DESCRIPTION OF THE TASK: From the line containing "honestly just need someone to tell me where the dog's forehead" to the last line of the records below, retype every line exactly and output nothing else.

TASK INPUTS START

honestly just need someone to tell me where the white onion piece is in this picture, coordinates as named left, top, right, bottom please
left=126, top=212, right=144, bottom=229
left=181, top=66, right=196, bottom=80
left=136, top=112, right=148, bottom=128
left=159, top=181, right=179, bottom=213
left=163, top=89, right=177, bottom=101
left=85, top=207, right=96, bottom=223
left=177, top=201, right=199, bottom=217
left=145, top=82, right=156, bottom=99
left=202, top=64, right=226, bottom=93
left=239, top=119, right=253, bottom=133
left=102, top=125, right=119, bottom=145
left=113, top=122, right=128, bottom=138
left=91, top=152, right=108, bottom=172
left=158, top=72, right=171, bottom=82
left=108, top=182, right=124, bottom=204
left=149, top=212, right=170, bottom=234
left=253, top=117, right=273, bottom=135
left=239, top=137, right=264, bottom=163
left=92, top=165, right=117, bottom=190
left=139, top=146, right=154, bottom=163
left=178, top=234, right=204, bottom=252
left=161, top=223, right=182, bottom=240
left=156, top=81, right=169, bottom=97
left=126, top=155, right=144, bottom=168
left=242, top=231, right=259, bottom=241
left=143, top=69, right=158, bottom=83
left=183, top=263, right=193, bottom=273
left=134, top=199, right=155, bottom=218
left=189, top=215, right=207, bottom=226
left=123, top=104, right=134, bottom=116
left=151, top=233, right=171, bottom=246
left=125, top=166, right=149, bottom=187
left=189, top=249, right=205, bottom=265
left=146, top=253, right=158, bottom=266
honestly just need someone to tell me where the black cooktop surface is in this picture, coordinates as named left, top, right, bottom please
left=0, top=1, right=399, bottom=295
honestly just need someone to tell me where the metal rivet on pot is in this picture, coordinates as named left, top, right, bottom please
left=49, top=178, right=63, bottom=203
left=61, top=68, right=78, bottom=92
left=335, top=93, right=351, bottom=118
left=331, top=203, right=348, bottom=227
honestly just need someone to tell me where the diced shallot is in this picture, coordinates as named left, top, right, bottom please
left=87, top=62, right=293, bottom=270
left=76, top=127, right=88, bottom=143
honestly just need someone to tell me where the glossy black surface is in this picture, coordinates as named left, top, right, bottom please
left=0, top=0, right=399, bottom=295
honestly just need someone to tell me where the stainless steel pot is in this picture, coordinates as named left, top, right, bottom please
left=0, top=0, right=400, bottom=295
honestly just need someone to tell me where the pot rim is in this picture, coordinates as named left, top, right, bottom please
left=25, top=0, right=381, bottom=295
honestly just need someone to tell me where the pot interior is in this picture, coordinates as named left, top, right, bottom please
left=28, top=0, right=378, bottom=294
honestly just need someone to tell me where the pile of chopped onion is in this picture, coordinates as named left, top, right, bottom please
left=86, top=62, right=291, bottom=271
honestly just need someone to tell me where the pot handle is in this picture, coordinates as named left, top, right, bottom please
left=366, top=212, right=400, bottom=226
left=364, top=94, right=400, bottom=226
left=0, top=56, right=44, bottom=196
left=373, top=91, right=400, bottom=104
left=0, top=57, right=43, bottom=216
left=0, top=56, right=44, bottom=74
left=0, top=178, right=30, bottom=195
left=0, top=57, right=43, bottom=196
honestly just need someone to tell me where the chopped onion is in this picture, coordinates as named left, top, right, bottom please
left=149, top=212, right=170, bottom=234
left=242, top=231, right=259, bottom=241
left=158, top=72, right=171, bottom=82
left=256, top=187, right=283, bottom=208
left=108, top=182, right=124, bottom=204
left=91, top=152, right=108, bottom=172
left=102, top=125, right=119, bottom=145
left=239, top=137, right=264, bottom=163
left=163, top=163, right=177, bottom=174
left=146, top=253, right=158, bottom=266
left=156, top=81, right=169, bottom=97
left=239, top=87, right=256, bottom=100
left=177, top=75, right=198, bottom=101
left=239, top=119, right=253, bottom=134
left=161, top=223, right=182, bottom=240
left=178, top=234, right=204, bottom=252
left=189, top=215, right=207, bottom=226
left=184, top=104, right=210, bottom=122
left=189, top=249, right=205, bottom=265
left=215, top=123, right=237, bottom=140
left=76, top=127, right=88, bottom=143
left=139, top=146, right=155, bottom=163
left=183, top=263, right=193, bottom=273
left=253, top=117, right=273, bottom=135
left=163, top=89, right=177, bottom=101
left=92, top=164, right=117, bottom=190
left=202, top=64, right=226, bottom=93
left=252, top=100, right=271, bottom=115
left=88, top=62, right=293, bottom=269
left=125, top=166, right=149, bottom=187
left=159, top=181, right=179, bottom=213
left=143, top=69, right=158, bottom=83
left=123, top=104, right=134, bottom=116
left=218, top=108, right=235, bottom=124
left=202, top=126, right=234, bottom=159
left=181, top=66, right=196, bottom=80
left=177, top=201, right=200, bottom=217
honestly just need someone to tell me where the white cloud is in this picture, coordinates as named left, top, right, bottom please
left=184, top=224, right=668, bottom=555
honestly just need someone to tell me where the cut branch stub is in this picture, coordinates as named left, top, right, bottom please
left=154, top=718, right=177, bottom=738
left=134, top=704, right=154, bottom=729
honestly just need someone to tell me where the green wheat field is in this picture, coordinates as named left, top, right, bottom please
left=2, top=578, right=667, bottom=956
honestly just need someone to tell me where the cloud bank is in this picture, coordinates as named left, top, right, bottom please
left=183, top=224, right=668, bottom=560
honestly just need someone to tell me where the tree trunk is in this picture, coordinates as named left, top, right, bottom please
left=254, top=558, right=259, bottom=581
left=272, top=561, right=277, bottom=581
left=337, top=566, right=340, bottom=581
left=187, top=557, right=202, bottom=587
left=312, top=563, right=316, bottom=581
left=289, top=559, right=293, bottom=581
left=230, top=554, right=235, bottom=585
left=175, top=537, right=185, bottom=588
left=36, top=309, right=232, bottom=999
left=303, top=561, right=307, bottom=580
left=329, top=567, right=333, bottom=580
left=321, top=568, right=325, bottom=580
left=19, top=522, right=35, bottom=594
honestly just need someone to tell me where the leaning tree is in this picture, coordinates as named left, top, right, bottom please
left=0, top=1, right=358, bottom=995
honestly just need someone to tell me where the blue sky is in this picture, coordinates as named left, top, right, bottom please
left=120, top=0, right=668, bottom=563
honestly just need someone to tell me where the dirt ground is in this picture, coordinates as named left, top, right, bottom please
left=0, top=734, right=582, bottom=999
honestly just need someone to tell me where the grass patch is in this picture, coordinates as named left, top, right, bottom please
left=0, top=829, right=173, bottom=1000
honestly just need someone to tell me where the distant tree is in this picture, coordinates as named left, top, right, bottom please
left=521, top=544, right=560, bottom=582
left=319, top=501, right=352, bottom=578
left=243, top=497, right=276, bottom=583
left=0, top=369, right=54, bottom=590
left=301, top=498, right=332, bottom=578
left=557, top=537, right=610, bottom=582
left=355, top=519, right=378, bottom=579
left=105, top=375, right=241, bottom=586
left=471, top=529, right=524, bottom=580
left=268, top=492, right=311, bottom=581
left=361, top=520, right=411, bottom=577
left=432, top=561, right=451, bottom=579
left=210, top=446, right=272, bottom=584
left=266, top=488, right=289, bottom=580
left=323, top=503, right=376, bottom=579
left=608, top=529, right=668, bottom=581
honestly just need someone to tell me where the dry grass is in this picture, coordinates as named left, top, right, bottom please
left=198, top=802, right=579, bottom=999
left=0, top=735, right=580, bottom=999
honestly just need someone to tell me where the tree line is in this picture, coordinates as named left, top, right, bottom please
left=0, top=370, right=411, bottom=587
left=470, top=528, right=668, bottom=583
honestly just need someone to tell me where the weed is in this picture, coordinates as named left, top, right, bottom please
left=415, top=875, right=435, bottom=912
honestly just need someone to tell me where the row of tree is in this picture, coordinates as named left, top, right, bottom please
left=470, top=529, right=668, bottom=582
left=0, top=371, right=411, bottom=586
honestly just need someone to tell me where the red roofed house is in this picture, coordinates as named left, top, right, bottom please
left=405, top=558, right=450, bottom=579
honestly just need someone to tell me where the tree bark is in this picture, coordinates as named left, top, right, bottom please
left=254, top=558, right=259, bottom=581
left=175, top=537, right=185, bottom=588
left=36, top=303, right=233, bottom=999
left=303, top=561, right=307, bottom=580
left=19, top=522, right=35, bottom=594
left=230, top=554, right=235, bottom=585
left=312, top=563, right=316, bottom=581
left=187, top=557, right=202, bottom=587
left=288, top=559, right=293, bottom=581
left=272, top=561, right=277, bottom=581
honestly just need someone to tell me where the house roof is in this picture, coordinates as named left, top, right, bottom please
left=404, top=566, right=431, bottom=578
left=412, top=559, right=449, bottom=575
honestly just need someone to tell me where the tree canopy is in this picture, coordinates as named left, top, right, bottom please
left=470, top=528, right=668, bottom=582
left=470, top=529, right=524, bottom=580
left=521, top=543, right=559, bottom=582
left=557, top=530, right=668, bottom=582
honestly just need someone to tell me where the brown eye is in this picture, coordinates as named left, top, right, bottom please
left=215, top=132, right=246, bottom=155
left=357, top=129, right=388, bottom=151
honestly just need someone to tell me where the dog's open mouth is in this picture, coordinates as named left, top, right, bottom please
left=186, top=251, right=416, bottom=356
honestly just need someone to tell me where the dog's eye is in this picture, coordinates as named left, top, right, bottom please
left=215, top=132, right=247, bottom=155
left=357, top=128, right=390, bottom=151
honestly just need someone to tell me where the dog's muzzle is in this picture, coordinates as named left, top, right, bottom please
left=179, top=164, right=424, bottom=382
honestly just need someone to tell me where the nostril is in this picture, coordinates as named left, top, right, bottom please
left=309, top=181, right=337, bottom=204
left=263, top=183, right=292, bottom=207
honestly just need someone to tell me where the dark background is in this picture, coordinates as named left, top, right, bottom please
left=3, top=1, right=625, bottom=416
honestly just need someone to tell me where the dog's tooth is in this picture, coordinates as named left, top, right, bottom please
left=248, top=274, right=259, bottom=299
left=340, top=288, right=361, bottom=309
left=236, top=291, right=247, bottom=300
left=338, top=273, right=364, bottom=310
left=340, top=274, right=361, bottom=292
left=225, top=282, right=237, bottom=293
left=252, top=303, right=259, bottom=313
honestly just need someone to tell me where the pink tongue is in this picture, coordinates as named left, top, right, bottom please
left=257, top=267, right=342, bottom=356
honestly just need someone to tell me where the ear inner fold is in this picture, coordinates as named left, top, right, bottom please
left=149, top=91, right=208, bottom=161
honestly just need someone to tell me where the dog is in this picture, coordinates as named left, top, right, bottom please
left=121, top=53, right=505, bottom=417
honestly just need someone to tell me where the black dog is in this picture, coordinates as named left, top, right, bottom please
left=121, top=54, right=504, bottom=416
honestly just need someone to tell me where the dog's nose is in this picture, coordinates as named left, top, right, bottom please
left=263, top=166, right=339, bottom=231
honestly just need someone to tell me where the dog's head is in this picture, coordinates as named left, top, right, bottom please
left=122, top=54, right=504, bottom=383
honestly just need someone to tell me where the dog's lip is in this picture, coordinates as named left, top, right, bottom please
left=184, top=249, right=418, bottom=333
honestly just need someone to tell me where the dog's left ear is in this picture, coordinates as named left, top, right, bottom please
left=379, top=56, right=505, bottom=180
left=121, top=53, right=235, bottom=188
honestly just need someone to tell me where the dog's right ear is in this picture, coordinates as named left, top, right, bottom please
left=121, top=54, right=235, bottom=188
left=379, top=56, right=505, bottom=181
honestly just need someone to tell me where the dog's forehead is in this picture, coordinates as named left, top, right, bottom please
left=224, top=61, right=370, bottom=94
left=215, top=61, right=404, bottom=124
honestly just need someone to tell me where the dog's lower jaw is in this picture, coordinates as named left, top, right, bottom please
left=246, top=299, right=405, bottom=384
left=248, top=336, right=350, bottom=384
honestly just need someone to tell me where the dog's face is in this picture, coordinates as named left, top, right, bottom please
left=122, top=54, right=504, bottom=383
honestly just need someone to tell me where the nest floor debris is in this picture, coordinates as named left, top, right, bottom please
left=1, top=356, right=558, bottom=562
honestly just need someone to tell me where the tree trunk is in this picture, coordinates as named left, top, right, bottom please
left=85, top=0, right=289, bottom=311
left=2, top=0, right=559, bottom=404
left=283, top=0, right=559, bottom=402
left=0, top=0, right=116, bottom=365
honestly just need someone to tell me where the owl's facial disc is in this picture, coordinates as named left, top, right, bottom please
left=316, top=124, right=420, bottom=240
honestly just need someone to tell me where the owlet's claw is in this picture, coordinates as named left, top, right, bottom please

TASK INPUTS END

RESULT BELOW:
honestly just need someone to tell me where the dog's forehead is in this picture, coordinates as named left, top, right, bottom please
left=224, top=61, right=370, bottom=94
left=215, top=61, right=404, bottom=124
honestly just need someone to tell me where the dog's lower jaw is in this picture, coordinates as named left, top, right, bottom please
left=246, top=299, right=405, bottom=384
left=248, top=336, right=350, bottom=384
honestly just need someone to tell me where the dog's face is in this picture, coordinates as named left, top, right, bottom please
left=122, top=54, right=504, bottom=383
honestly just need someone to tell me where the nest floor debris is in this picture, coordinates as named left, top, right, bottom please
left=1, top=356, right=558, bottom=562
honestly just need someone to tell me where the tree trunk is in this picture, coordinates as named left, top, right, bottom please
left=85, top=0, right=289, bottom=311
left=2, top=0, right=559, bottom=404
left=283, top=0, right=559, bottom=402
left=0, top=0, right=116, bottom=365
honestly just need someone to tell me where the owl's facial disc is in this picture, coordinates as named left, top, right, bottom please
left=316, top=124, right=420, bottom=240
honestly just need someone to tell me where the owlet's claw is in this picture, coordinates as named left, top, right, bottom please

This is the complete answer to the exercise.